■ SUPPLIED PASSAGE:

What is new in LLVM 15?

February 27, 2023

5 minute read time.

LLVM 15.0.0 was released on September 6, followed by a series of minor bug-fixing releases. Other than the regular architecture enablement work, Arm contributed several pieces of functionality. This includes support for frame chains in AArch32, SVE whole-loop scalable auto-vectorization and C/C++ operator support for ACLE types. The release also benefits from numerous performance improvements, both for A-profile and M-profile cores.

Architecture and IP support

LLVM 15 expands support for the A-profile architecture with the new Armv8.8-A and Armv9.3-A extensions. The most relevant change from a toolchain point of view is the addition of new instructions to improve the performance and portability of memcpy() and memset(). These can now be accessed through a series of ACLE intrinsics of the form __builtin_arm_mops*(). For more information on the full extensions, refer to the Arm A-Profile Architecture Developments 2021 blog post.

Another addition worth noting is support for the Arm Cortex-M85 processor. This is the highest-performance M-profile CPU to date, and is also the first CPU to allow the PACBTI Security Extension (optional). More info on the Cortex-M85 is available here. You can build for this CPU by adding -mcpu=cortex-m85 to your command line.

Performance improvements

LLVM 15 bundles several performance improvements. One of the main areas of work has been vectorization with SVE.

Tail folding for scalable auto-vectorization

This new feature allows the vectorizer to handle all iterations within a vectorized loop, removing the need for a scalar epilogue loop.

void foo(int* __restrict__ dst, int* __restrict__ src, int N) {
    #pragma nounroll
    for (int i = 0; i < 12; i++) {
        dst[i] = 1000 * src[i];
    }
}

Compile with -O3 -g0 -march=armv9-a.

Before LLVM 15, without tail folding, the compiler would refuse to vectorize:

foo(int*, int*, int): // @foo(int*, int*, int)
    mov x8, xzr
    mov w9, #1000
.LBB0_1: // =>This Inner Loop Header: Depth=1
    ldr w10, [x1, x8]
    mul w10, w10, w9
    str w10, [x0, x8]
    add x8, x8, #4
    cmp x8, #48
    b.ne .LBB0_1
    ret

Because of tail folding, vectorization does not require an epilogue. LLVM estimates the vector version of this loop to be faster than the scalar one, and the loop is successfully vectorized:

foo(int*, int*, int): // @foo(int*, int*, int)

■ DATASET SECTION:

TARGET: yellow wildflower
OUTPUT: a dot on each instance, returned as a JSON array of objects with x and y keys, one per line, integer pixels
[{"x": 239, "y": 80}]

■ WHAT TO WORK ON:
[1] Answer these questions using the LLVM 15 article:
(a) On what date was LLVM 15.0.0 released?
(b) What must be added to the command line to build for the Cortex-M85?
(c) Which compile flags does the tail-folding example use?
[2] From the LLVM 15 article, extract the passage between "void foo(int* __restrict__" and "-O3 -g0 -march=armv9-a.", inclusive.
[3] Extend the LLVM 15 article, starting after its final line.

■ RESPONSE LIST:
[1]
(a) September 6
(b) -mcpu=cortex-m85
(c) -O3 -g0 -march=armv9-a

[2]
void foo(int* __restrict__ dst, int* __restrict__ src, int N) {
    #pragma nounroll
    for (int i = 0; i < 12; i++) {
        dst[i] = 1000 * src[i];
    }
}

Compile with -O3 -g0 -march=armv9-a.

[3]
    mov w9, #12
    mov w11, #1000
    mov x8, xzr
    cntw x10
    whilelo p0.s, xzr, x9
    mov z0.s, w11
.LBB0_1: // =>This Inner Loop Header: Depth=1
    ld1w { z1.s }, p0/z, [x1, x8, lsl #2]
    mul z1.s, z1.s, z0.s
    st1w { z1.s }, p0, [x0, x8, lsl #2]
    add x8, x8, x10
    whilelo p0.s, x8, x9
    b.mi .LBB0_1
    ret

The pass is enabled by default only in certain circumstances, such as with known trip counts. Otherwise, it can be enabled with option -mllvm -sve-tail-folding=<option>.

Store-pair sequence scheduling

Some AArch64 cores like Neoverse N1 can benefit from sequences of 256-byte STP being ordered by ascending order of offsets. This impacts performance of large memsets or any equivalent code with a hot path through a series of STP Qs. In LLVM 15, we added a scheduler to reorder such stores after register allocation for AArch64. For example:

void init_one (char *a) { __builtin_memset (a, 1, 128); }

With the older scheduling, LLVM generated:

init_one:
	movi v0.16b, #1
	stp q0, q0, [x0, #96]
	stp q0, q0, [x0, #64]
	stp q0, q0, [x0, #32]
	stp q0, q0, [x0]
	ret

The improved scheduler now generates:

init_one:
	movi v0.16b, #1
	stp q0, q0, [x0]
	stp q0, q0, [x0, #32]
	stp q0, q0, [x0, #64]
	stp q0, q0, [x0, #96]
	ret

Support for Arm ACLE features and ABI

LLVM 15 brings various new features for Arm users.

AAPCS32 frame chain support

LLVM 15 adds an option for ensuring the generation of AAPCS-compliant frame records in AArch32. Frame records allow applications to easily analyze and traverse the complete call stack starting from a frame pointer.

Without this option, the compiler might choose to use slightly different layouts and registers for the frame chain. In thumb1 mode, for example, using r11 (a high register) as the Frame Pointer can have negative impacts in performance and code size. The compiler chooses to use r7 instead as a default. The new options ensure that the compiled program is compatible with tools and applications that rely on the behavior specified in the AAPCS.

The AAPCS32 standard can be found here. You can turn on AAPCS-compliant frame chains by passing -mframe-chain=aapcs to the compiler.

C/C++ operator support for ACLE vector types

Support for macro __ARM_FEATURE_SVE_VECTOR_OPERATORS has been added to LLVM 15. This macro allows using the GNU vector extensions and length-agnostic vector types such as svint32_t. The language extension is described in more detail as part of the ACLE specification.

Among other uses, defining this macro allows the compiler to perform operations on length-agnostic vectors. The following example illustrates the addition of two vectors:

#include <arm_sve.h>

#if (__ARM_FEATURE_SVE_VECTOR_OPERATORS == 2)
int32_t foo(svint32_t x, svint32_t y) {
    return (x + y)[3];
}
#endif

Compile with -O3 -g0 -march=armv9-a.

foo(__SVInt32_t, __SVInt32_t): // @foo(__SVInt32_t, __SVInt32_t)
    add z0.s, z1.s, z0.s
    mov w0, v0.s[3]
    ret

Note that, although the element size of the vectors is 32 bits, the total length of the vector is unknown at compile time.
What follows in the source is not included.